• Your task: Although the data below holds other lines too, output only those from the line with "Category: candle flame holder spike" up to and including the line with "Category: tall candle taper", exactly as they appear.

• Supplied data:
■ ■ ■ ■
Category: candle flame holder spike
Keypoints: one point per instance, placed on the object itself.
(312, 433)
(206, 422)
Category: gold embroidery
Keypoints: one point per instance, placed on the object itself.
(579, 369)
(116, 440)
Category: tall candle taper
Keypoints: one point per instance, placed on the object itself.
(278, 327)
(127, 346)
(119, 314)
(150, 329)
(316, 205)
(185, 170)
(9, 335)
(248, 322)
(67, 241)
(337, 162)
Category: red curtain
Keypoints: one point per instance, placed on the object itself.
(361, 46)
■ ■ ■ ■
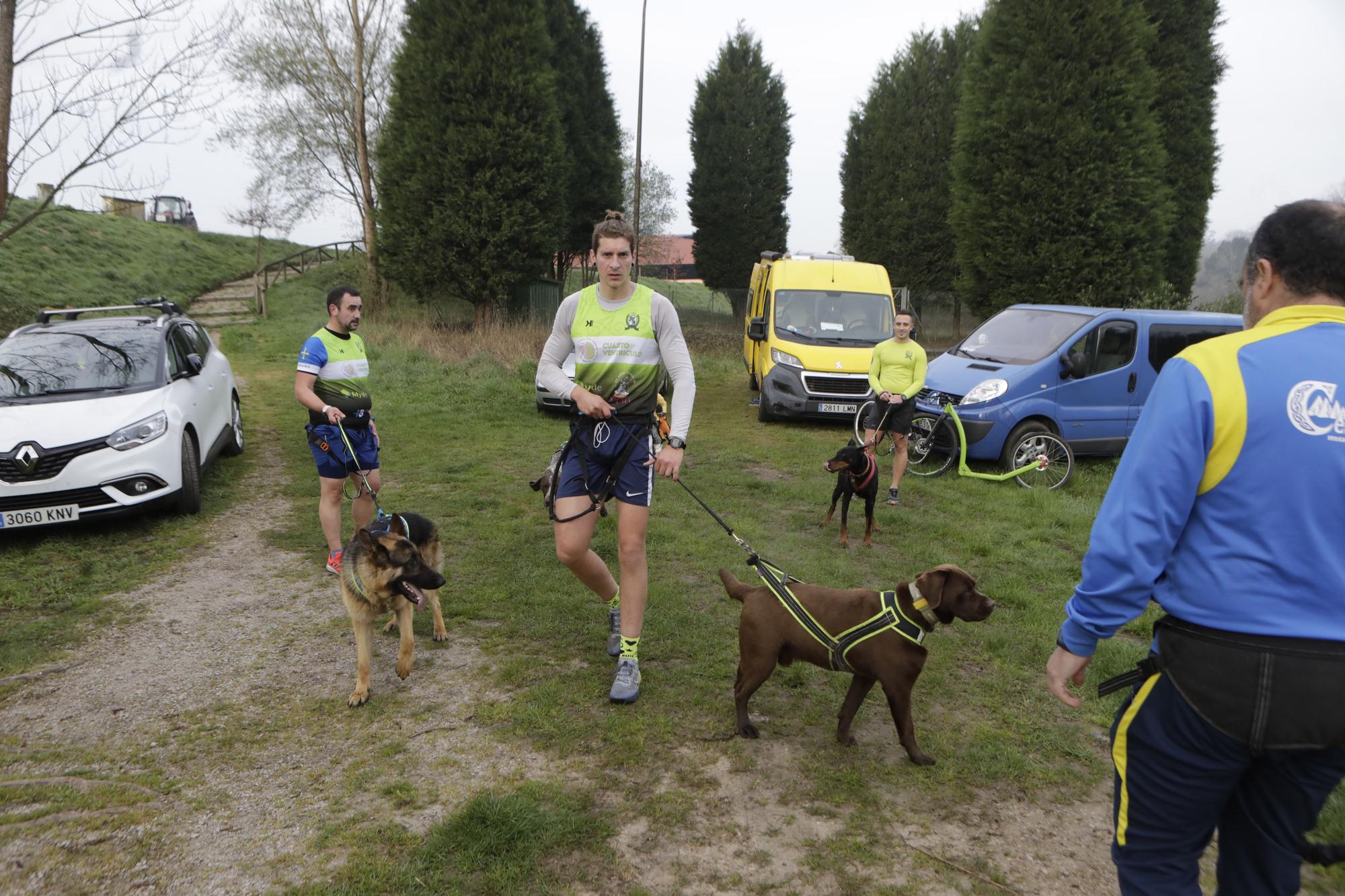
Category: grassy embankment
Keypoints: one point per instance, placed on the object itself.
■ ■ ■ ■
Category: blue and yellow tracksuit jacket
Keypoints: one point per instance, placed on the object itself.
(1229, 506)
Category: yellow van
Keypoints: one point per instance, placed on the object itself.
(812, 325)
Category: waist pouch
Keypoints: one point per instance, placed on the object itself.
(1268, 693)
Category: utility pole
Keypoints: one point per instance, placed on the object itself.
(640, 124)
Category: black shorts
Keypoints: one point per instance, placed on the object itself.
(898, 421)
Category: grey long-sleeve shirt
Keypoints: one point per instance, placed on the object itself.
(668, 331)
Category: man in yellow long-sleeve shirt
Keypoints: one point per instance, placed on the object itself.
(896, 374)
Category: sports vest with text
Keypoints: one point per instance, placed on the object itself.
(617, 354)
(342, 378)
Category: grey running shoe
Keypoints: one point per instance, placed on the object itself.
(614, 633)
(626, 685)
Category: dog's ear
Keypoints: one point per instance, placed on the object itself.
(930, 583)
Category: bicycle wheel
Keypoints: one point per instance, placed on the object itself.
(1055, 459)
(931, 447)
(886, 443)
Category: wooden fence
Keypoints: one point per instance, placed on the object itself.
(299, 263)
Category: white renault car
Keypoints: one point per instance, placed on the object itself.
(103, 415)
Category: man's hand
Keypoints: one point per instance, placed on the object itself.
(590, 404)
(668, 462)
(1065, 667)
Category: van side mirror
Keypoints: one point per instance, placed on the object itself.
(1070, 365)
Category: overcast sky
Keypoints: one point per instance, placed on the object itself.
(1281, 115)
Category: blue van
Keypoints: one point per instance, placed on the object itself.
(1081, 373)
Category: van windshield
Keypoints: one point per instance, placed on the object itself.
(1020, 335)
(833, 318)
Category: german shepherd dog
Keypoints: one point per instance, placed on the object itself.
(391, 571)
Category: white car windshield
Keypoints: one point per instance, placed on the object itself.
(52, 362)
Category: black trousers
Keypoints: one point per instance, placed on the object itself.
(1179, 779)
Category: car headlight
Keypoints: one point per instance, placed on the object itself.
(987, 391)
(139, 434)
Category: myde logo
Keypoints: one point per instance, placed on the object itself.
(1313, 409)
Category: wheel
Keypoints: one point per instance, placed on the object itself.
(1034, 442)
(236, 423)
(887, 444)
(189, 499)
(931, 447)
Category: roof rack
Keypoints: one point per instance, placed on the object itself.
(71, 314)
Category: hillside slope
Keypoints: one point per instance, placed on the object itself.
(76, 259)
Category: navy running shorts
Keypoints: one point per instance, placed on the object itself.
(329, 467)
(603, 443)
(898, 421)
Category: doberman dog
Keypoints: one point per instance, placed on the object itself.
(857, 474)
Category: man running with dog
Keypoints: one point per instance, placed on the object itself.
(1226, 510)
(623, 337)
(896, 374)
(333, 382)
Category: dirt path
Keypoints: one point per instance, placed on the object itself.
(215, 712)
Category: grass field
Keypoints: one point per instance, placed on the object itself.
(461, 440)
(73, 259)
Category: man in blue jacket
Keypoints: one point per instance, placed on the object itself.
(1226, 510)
■ ■ ■ ■
• Response to this task:
Category: candle flame holder spike
Keypoints: one point per instance, placed on the object itself.
(312, 433)
(206, 422)
Category: gold embroidery
Keypoints: one point per instance, placed on the object itself.
(579, 369)
(116, 440)
Category: tall candle taper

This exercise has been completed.